§ **Rows from a box labeling dataset**

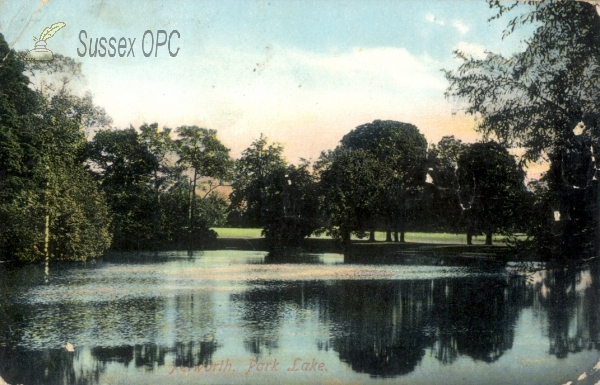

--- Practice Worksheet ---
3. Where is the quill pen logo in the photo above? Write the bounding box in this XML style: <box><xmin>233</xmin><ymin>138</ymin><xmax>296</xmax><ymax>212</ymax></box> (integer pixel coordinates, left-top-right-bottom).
<box><xmin>24</xmin><ymin>22</ymin><xmax>66</xmax><ymax>61</ymax></box>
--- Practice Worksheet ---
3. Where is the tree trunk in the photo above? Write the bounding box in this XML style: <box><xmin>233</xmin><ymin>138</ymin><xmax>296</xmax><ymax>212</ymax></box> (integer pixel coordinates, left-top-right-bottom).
<box><xmin>44</xmin><ymin>213</ymin><xmax>50</xmax><ymax>264</ymax></box>
<box><xmin>342</xmin><ymin>230</ymin><xmax>350</xmax><ymax>251</ymax></box>
<box><xmin>485</xmin><ymin>231</ymin><xmax>492</xmax><ymax>246</ymax></box>
<box><xmin>188</xmin><ymin>168</ymin><xmax>197</xmax><ymax>242</ymax></box>
<box><xmin>400</xmin><ymin>218</ymin><xmax>405</xmax><ymax>243</ymax></box>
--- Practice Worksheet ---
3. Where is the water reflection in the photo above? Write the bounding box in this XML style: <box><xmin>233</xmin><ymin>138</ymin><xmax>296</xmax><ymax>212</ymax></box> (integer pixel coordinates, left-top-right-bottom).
<box><xmin>0</xmin><ymin>252</ymin><xmax>600</xmax><ymax>384</ymax></box>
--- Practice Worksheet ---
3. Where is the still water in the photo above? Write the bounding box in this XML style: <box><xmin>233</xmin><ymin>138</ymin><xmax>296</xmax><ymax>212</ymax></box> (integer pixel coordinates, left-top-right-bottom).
<box><xmin>0</xmin><ymin>251</ymin><xmax>600</xmax><ymax>385</ymax></box>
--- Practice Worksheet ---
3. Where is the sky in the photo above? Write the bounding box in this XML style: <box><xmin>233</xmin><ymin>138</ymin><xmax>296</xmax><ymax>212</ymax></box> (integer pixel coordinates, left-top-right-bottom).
<box><xmin>0</xmin><ymin>0</ymin><xmax>536</xmax><ymax>174</ymax></box>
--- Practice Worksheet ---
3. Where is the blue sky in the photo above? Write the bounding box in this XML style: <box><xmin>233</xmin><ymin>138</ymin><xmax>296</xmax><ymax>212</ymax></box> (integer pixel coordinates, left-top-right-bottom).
<box><xmin>0</xmin><ymin>0</ymin><xmax>531</xmax><ymax>162</ymax></box>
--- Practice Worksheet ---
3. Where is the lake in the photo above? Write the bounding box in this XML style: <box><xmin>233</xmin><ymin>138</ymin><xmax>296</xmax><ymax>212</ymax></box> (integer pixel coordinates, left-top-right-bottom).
<box><xmin>0</xmin><ymin>250</ymin><xmax>600</xmax><ymax>385</ymax></box>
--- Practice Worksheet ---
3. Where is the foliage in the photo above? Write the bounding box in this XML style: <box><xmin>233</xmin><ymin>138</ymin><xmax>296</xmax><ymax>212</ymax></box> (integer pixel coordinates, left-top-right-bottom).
<box><xmin>261</xmin><ymin>163</ymin><xmax>318</xmax><ymax>248</ymax></box>
<box><xmin>230</xmin><ymin>135</ymin><xmax>318</xmax><ymax>251</ymax></box>
<box><xmin>176</xmin><ymin>126</ymin><xmax>234</xmax><ymax>243</ymax></box>
<box><xmin>0</xmin><ymin>35</ymin><xmax>111</xmax><ymax>261</ymax></box>
<box><xmin>318</xmin><ymin>120</ymin><xmax>427</xmax><ymax>239</ymax></box>
<box><xmin>229</xmin><ymin>135</ymin><xmax>286</xmax><ymax>227</ymax></box>
<box><xmin>446</xmin><ymin>0</ymin><xmax>600</xmax><ymax>254</ymax></box>
<box><xmin>424</xmin><ymin>136</ymin><xmax>466</xmax><ymax>232</ymax></box>
<box><xmin>457</xmin><ymin>142</ymin><xmax>527</xmax><ymax>244</ymax></box>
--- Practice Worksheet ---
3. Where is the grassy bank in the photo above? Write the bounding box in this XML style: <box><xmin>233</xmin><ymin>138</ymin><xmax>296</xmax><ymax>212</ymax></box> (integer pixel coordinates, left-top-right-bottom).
<box><xmin>213</xmin><ymin>227</ymin><xmax>504</xmax><ymax>245</ymax></box>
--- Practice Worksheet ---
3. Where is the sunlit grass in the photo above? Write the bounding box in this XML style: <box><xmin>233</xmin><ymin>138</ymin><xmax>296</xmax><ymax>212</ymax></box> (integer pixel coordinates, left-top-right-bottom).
<box><xmin>213</xmin><ymin>227</ymin><xmax>516</xmax><ymax>244</ymax></box>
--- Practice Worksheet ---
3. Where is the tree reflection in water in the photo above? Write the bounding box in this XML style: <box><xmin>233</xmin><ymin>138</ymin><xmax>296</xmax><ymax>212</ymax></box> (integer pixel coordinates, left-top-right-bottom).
<box><xmin>0</xmin><ymin>260</ymin><xmax>600</xmax><ymax>384</ymax></box>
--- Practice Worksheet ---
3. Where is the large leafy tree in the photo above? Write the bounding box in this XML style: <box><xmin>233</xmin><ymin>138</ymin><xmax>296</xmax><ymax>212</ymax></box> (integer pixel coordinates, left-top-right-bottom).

§ **Exercise requirements**
Return every line above that includes the word "water".

§ **Solution**
3. Where is the water reflection in the photo above? Write the bounding box in this XML style: <box><xmin>233</xmin><ymin>138</ymin><xmax>296</xmax><ymax>212</ymax></box> (integer pixel coordinates, left-top-right-bottom).
3. Where is the still water in the photo above? Write the bounding box in this XML style: <box><xmin>233</xmin><ymin>138</ymin><xmax>296</xmax><ymax>212</ymax></box> (integer pixel coordinates, left-top-right-bottom).
3. Where is the tree reflection in water in the photo above? Write the bounding box in this XML style: <box><xmin>233</xmin><ymin>138</ymin><xmax>296</xmax><ymax>212</ymax></box> (integer pixel coordinates, left-top-right-bottom).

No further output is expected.